Questo blog vuole offrire uno spazio di approfondimento, discussione, riflessione, su molte delle problematiche affrontate durante il corso e per introdurne delle altre. Uno spazio didattico quindi ma non solo. Il titolo del blog richiama la necessità che internet sia un luogo-non luogo destinato a tutti, che tutti possano accedere alle rete, che tutti abbiano il diritto alla conoscenza e al sapere e a partecipare all'intelligenza collettiva che internet realizza. L'intervento giuridico deve essere ridotto al minino, la legge statale deve intervenire solo per prevenire e punire la commissione di reati. La vera regola che vige sulla rete è la capacità di autonomia, il senso di responsabilità, di educazione e di rispetto delle regole di netiquette.


martedì 28 ottobre 2008

Internet Governance Forum

Si e' conclusa ieri la prima riunione dell'Internet Governance Forum (Igf) Italia sui diritti e le regole per garantire l'accesso di tutti a una Rete aperta, libera e sicura. L'incontro, su iniziativa della Regione Sardegna (é venuto anche Renato Soru, presidente della Regione noto per la sua sensibilità al tema dato che è stato il fondatore di Tiscali) in collaborazione con Isoc Italia, ha riunito i portatori d'interesse sulla Rete a livello nazionale.
Grande assente il governo italiano: il ministro per la Pubblica Amministrazione e Innovazione Renato Brunetta ha dato buca.

Invece il presidente Giorgio Napolitano ha inviato un telegramma di auguri di buon lavoro: "La persistente assenza di regole fondamentali per Internet non si traduce necessariamente in maggiore libertà, ma può al contrario significare la prevaricazione del più forte sul più debole".

### COMPITO 1
Rispondi alle seguenti domande sull'estratto.
(a) Secondo l'estratto, in quali casi deve intervenire la legge statale?
(b) In collaborazione con chi la Regione Sardegna ha promosso l'incontro dell'Internet Governance Forum Italia?
(c) Chi ha inviato un telegramma di auguri di buon lavoro?

### RECORD DELL'ESERCIZIO
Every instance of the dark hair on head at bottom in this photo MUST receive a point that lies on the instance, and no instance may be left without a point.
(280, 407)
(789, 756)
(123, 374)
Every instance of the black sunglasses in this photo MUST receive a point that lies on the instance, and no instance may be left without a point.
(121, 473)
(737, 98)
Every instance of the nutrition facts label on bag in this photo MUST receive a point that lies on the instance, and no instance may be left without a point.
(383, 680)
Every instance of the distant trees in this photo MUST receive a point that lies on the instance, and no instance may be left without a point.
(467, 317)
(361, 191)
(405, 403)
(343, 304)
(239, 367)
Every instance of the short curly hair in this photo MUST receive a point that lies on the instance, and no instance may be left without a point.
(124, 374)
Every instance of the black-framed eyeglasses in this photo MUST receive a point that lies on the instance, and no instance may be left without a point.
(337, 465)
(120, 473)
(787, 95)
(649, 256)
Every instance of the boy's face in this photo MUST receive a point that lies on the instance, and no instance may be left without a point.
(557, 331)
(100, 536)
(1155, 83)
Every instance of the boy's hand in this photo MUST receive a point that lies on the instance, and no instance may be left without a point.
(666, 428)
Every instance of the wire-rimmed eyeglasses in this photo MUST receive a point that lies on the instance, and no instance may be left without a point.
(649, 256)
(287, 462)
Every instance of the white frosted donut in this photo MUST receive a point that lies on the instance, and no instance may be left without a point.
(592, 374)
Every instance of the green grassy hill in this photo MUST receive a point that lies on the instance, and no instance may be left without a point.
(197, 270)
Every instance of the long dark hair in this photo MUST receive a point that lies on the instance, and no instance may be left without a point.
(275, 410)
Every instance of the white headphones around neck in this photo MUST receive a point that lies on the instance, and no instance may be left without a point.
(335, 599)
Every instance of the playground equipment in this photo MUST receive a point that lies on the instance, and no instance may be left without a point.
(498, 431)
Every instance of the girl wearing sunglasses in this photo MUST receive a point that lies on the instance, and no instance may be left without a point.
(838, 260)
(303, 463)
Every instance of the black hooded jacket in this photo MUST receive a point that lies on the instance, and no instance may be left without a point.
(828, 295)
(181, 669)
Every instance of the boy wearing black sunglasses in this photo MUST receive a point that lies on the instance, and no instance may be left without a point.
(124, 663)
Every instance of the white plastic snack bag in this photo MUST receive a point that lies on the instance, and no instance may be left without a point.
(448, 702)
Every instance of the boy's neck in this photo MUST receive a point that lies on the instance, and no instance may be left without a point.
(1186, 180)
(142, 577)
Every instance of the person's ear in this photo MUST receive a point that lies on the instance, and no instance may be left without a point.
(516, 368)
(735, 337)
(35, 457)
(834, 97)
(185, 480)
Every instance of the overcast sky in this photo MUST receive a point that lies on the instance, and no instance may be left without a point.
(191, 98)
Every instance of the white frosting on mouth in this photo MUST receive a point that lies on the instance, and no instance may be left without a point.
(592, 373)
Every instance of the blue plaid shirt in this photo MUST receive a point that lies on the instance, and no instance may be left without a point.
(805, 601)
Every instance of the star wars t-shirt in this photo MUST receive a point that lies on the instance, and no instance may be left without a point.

### COMPITO 2
Conta le righe dei record che contengono la parola "wearing" e scrivi soltanto il numero.

### SOLUZIONE DELL'ESERCIZIO 1
(a) Solo per prevenire e punire la commissione di reati.
(b) Con Isoc Italia.
(c) Il presidente Giorgio Napolitano.

### SOLUZIONE DELL'ESERCIZIO 2
2